■ Document segment ■
----
5th Chief Judge of the High Court
- Incumbent
- Assumed office 18 December 2019

Designated National Security Law Judge
- Incumbent
- Assumed office 2021
- Appointed by: Carrie Lam

Justice of Appeal of the Court of Appeal of the High Court
- In office 2015–2019

Judge of the Court of First Instance of the High Court
- In office 2006–2015

Deputy Registrar of the High Court
- In office 1999–2006

Magistrate
- In office 1993–1996

Personal details
- Born: February 1962 (age 64) British Hong Kong
- Alma mater: University of Hong Kong (LLB, PCLL) University College London (LLM)

= Jeremy Poon =

Hong Kong judge

Jeremy Poon Shiu-chor (潘兆初; born 1962) is a Hong Kong jurist, currently serving as the 5th Chief Judge of the High Court of Hong Kong since December 2019.

He has served as President of the Scout Council of the Scout Association of Hong Kong since 2018.

==Biography==

===Early life and education===

Poon was born in Hong Kong in 1962.

Poon received a Bachelor of Laws in 1985 and a Postgraduate Certificate in Laws in 1986, both from the University of Hong Kong. He received a Master of Laws from University College London in the United Kingdom in 1987.

===Legal and judicial career===

Poon was called to the Hong Kong Bar in 1986 and was a barrister in private practice between 1988 and 1993.

In 1993, Poon joined the bench as a Permanent Magistrate. He sat as a Presiding Officer in the Labour Tribunal. Poon was appointed as Deputy Registrar of the High Court in 1999 and as Judge of Court of First Instance of the High Court in 2006. From 2011 to 2015, he was the Civil Listing Judge and the Judge in charge of the Probate List, the Family Law List and the Mental Health List.

In 2012, Poon acted as Returning Officer for the 2012 Hong Kong Chief Executive election.

In 2015, Poon was elevated to the Court of Appeal.

On 22 May 2019, acting on the recommendation of the independent Judicial Officers Recommendation Commission, the Chief Executive announced Poon's appointment as Chief Judge of the High Court (a post which had become vacant upon the appointment of Andrew Cheung as a Permanent Judge of the Court of Final Appeal in October 2018), subject to the endorsement of the Legislative Council in accordance with Article 90 of the Basic Law. Pending the Legislative Council's endorsement, Poon was appointed as Acting Chief Judge of the High Court on 1 August 2019. After the Legislative Council endorsed Poon's appointment, Poon became Chief Judge of the High Court with effect from 18 December 2019.

In January 2021, Poon was appointed as a member of the Judicial Officers Recommendation Commission.
----
Saved data entries:
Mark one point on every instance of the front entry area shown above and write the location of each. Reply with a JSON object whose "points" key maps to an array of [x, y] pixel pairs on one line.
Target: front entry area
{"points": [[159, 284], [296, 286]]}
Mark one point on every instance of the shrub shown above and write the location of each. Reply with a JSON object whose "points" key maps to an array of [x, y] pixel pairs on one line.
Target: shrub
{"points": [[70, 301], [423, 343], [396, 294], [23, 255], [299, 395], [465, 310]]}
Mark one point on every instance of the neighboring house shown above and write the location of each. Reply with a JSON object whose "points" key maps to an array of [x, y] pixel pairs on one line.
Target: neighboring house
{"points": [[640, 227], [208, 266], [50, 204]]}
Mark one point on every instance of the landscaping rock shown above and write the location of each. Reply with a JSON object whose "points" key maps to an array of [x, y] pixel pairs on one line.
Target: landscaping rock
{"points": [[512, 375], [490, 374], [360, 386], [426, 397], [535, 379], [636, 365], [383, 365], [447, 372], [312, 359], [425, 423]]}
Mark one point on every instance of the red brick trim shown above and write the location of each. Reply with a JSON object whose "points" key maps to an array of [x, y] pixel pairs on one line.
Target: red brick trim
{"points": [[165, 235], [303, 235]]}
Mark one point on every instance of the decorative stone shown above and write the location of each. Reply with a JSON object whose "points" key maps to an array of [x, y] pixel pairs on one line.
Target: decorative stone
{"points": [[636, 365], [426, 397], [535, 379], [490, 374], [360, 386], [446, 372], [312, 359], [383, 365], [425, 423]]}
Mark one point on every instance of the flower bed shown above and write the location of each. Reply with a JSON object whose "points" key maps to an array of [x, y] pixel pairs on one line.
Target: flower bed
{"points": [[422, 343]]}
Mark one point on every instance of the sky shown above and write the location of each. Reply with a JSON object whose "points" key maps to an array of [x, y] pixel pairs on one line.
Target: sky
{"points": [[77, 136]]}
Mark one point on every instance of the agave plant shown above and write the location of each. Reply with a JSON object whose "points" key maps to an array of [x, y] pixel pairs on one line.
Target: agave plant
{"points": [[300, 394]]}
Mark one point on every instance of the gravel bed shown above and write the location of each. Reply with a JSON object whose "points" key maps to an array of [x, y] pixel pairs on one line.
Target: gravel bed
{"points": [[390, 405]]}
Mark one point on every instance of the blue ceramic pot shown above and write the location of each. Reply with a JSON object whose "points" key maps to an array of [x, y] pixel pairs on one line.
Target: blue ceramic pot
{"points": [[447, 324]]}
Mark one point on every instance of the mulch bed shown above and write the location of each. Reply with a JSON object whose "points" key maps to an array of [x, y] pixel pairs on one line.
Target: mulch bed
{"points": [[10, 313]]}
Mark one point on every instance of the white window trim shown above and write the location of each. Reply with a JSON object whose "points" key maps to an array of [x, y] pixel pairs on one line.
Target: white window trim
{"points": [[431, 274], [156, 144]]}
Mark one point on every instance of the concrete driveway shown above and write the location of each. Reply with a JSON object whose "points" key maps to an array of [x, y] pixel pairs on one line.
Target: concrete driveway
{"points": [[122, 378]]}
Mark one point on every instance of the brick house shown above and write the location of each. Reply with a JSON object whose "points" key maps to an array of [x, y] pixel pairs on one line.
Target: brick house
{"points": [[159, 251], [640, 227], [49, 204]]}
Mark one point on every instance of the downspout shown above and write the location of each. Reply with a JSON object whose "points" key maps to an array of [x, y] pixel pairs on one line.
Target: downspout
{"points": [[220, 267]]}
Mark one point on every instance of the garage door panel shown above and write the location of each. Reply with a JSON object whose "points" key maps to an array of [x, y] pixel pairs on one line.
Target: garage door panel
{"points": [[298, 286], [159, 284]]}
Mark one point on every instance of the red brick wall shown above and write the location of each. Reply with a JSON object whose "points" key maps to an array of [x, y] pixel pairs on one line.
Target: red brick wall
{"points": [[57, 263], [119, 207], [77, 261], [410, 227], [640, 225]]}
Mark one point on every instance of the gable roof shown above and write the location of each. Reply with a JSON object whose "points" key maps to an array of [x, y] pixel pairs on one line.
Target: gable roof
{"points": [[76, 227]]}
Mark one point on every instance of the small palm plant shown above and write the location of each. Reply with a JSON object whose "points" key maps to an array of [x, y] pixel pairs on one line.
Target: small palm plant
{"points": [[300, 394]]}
----
■ What you will do ■
In the article on Jeremy Poon, write out the passage from "Hong Kong judge" through "since December 2019." word for word.

■ Task response ■
Hong Kong judge

Jeremy Poon Shiu-chor (潘兆初; born 1962) is a Hong Kong jurist, currently serving as the 5th Chief Judge of the High Court of Hong Kong since December 2019.